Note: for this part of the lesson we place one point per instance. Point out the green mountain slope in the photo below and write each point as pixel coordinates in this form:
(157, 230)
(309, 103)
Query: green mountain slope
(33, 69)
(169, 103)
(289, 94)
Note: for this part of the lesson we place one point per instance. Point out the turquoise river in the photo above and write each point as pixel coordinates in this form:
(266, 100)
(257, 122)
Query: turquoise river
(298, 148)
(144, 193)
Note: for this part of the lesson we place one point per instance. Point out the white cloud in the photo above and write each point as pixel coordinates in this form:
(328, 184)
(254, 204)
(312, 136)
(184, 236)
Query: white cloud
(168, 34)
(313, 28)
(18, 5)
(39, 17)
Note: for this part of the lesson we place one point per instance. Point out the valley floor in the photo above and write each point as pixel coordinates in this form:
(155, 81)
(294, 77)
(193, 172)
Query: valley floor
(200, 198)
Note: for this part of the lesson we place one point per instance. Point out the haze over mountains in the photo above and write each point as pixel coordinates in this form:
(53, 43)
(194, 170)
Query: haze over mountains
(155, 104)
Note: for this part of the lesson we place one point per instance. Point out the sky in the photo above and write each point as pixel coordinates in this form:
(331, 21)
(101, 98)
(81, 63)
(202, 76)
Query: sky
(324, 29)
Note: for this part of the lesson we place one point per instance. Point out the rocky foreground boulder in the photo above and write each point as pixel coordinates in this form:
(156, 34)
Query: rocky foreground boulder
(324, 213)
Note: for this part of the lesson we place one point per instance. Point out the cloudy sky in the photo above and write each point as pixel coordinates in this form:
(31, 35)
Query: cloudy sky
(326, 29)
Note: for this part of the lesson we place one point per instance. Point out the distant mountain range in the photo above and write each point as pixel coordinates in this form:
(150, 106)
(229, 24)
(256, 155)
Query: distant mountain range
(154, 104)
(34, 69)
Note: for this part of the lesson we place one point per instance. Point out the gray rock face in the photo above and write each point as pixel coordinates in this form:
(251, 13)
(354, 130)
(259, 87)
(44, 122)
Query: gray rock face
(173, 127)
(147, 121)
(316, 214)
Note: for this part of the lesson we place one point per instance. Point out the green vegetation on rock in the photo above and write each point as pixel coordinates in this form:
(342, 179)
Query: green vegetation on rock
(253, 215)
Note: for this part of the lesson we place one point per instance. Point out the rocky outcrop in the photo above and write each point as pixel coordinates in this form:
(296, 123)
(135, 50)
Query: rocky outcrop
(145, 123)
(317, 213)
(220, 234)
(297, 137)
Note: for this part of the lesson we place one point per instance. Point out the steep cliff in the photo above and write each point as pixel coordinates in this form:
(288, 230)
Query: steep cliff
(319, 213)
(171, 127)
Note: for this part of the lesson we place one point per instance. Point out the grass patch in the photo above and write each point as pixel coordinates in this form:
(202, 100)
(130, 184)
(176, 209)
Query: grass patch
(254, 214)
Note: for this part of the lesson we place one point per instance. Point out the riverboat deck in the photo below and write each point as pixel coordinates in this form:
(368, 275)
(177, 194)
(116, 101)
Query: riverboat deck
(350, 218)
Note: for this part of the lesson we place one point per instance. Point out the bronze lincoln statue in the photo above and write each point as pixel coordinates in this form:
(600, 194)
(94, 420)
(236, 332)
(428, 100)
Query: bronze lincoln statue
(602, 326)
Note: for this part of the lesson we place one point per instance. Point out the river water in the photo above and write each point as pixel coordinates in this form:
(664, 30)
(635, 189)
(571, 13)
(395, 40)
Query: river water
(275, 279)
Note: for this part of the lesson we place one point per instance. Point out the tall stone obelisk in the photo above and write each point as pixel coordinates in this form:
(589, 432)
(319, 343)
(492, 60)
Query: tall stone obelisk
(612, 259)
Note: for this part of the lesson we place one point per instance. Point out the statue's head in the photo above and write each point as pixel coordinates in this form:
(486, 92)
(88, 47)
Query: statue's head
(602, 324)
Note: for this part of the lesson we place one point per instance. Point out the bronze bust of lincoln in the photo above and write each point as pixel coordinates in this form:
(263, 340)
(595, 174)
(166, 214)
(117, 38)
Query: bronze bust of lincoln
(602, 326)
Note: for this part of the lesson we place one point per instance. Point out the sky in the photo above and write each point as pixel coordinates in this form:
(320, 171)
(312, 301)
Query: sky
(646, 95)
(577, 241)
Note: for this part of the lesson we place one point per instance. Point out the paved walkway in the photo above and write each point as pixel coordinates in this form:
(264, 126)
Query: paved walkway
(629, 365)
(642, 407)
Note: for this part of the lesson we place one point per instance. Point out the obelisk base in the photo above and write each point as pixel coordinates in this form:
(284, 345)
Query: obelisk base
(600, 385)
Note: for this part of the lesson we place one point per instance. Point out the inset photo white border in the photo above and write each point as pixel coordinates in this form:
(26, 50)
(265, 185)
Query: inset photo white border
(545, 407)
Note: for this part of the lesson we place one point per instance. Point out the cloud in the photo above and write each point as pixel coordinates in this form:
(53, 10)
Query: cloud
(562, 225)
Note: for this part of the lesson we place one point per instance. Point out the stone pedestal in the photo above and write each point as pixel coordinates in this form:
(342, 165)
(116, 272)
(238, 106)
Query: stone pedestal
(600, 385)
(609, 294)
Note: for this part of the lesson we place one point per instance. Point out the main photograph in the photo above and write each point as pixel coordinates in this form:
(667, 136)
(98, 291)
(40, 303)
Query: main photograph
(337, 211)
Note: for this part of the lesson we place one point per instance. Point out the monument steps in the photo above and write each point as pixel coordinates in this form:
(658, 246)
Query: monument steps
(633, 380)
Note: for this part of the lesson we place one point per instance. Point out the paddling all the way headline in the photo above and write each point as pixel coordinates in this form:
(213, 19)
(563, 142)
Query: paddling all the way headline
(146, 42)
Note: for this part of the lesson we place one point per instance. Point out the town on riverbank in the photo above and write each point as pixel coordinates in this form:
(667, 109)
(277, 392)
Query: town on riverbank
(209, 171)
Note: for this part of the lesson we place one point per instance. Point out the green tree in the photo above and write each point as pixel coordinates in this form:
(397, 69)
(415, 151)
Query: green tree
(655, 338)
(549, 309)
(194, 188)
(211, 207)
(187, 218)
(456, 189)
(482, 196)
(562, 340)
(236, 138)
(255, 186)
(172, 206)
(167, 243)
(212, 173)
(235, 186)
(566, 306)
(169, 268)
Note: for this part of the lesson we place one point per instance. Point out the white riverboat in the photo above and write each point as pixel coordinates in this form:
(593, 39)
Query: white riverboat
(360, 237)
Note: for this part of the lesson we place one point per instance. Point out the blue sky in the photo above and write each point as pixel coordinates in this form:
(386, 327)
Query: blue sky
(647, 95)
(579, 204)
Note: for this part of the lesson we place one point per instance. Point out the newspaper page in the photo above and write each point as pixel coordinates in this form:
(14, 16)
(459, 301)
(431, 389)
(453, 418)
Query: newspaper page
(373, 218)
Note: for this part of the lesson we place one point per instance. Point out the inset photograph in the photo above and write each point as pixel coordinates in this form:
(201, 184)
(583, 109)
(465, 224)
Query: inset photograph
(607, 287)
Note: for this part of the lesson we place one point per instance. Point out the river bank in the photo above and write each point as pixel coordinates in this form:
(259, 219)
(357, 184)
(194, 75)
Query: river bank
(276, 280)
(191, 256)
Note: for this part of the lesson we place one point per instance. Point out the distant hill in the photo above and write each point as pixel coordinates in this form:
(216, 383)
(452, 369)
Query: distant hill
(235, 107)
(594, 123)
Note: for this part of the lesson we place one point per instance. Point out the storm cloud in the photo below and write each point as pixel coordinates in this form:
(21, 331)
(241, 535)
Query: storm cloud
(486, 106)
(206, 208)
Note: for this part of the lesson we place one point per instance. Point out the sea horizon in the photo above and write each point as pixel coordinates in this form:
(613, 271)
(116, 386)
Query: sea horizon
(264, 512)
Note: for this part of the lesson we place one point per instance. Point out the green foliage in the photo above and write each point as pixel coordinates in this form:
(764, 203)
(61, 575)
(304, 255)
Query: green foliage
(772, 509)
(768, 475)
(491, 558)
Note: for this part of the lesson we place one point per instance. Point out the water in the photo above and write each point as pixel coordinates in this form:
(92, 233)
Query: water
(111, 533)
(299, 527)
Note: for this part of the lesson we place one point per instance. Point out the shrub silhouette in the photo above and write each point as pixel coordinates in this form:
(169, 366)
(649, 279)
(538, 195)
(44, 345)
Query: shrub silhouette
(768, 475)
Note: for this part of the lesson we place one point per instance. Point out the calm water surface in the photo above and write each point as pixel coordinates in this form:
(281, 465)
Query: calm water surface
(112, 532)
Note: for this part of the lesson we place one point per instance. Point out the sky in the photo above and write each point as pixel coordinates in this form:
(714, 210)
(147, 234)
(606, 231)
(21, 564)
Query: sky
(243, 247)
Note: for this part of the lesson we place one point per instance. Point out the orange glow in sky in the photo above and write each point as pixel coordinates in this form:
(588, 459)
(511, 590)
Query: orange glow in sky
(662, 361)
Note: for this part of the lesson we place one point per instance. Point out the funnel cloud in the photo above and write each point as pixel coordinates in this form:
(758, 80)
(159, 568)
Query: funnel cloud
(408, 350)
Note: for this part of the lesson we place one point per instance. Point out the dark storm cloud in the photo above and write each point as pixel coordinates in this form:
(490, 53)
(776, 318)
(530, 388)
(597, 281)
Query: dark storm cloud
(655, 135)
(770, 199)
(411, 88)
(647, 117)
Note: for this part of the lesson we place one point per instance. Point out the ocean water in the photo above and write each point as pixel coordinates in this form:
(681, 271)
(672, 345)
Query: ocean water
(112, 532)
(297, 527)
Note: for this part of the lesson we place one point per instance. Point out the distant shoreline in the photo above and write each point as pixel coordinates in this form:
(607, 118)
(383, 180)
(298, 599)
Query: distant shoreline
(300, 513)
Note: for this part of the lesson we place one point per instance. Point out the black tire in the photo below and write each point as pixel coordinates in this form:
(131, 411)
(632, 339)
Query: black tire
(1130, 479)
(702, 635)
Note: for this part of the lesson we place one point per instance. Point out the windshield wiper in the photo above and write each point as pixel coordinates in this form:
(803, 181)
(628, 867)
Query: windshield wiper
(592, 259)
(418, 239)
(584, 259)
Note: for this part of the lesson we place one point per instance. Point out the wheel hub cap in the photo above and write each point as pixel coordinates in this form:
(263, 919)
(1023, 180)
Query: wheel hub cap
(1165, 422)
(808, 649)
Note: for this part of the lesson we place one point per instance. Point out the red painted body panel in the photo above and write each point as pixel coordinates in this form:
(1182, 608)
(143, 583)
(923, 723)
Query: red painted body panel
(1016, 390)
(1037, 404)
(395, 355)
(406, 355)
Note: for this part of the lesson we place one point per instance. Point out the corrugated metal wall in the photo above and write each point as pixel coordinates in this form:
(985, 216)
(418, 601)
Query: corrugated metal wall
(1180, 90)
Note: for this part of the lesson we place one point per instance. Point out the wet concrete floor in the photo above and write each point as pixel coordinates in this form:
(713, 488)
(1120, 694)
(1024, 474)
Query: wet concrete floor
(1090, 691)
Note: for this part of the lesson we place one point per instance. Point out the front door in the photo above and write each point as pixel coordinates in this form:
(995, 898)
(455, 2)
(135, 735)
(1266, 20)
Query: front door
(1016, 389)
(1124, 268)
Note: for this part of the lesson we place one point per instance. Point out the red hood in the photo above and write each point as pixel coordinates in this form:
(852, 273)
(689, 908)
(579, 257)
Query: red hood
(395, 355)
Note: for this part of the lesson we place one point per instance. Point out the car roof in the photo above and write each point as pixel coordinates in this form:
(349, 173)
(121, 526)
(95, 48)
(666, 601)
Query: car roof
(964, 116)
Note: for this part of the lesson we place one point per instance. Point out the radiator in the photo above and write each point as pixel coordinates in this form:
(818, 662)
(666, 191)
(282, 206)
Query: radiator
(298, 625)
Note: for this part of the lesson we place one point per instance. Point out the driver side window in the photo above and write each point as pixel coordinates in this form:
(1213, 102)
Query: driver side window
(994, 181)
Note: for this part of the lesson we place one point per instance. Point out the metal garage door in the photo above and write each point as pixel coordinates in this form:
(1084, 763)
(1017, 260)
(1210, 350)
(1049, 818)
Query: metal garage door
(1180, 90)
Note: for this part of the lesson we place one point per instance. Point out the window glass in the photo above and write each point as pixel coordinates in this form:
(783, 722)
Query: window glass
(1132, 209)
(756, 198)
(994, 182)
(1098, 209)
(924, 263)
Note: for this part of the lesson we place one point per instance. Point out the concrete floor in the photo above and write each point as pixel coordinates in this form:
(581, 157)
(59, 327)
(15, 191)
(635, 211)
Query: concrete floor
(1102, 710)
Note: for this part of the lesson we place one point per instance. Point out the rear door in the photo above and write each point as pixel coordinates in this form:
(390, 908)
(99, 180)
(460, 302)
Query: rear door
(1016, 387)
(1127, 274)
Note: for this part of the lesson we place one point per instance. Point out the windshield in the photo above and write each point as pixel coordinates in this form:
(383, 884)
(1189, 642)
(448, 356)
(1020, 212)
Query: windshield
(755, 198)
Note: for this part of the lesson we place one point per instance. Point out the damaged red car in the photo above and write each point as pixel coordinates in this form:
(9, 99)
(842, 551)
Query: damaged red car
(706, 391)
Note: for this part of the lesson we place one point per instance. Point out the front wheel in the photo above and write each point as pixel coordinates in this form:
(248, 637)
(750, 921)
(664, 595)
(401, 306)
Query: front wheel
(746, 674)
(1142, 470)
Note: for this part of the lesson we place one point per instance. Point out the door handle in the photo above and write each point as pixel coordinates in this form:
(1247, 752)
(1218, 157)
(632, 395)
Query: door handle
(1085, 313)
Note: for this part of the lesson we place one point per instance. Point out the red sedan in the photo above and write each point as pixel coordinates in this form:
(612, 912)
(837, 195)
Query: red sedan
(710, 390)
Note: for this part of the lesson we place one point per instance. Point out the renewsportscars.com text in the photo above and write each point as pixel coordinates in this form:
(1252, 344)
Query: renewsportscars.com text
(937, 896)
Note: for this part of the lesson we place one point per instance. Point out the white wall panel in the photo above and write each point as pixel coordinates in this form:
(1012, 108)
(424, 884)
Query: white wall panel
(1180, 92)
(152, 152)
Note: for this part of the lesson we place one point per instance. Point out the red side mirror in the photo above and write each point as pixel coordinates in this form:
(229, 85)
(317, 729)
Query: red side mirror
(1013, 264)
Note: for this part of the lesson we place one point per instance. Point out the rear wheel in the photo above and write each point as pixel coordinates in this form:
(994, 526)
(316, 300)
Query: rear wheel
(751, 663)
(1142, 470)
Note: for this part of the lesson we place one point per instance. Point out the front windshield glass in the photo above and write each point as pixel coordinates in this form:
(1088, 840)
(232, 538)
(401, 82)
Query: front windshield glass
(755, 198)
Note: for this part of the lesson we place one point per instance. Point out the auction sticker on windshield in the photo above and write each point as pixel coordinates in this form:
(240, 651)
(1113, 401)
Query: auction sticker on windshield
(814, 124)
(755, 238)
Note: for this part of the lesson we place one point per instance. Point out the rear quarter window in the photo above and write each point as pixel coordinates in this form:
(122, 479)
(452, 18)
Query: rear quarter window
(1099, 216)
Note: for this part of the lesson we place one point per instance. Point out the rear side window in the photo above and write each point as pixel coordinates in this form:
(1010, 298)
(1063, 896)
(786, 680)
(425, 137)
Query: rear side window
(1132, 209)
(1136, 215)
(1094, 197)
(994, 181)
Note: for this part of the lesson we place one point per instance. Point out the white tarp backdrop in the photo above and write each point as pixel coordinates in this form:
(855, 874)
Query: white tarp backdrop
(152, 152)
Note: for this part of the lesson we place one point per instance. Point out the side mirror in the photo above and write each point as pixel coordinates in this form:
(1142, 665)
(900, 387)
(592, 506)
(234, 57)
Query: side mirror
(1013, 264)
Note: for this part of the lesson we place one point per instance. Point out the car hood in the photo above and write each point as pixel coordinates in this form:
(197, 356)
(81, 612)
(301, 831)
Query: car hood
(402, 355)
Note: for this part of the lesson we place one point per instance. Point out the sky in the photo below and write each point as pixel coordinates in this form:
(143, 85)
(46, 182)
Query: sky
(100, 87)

- - - - - - -

PROBLEM REQUIREMENTS
Look over the listing and return each line that holds "below".

REPLY
Note: for this part of the lesson we place one point per instance. Point out the green mountain slope in the photo below and write each point as pixel coordinates in this form:
Note: for this part of the lesson we place one point per instance. Point out the riverboat deck in the photo below and write each point as pixel coordinates in this form:
Note: for this part of the lesson we place one point per instance. Point out the storm cloud in the photo below and write each point as pixel coordinates in this form:
Note: for this part of the lesson we place one point per instance. Point out the black tire in the photo below and write each point as pixel coordinates in this form:
Note: for this part of the lesson we place one point per instance. Point out the sky in the photo below and write each point as pixel coordinates in this form:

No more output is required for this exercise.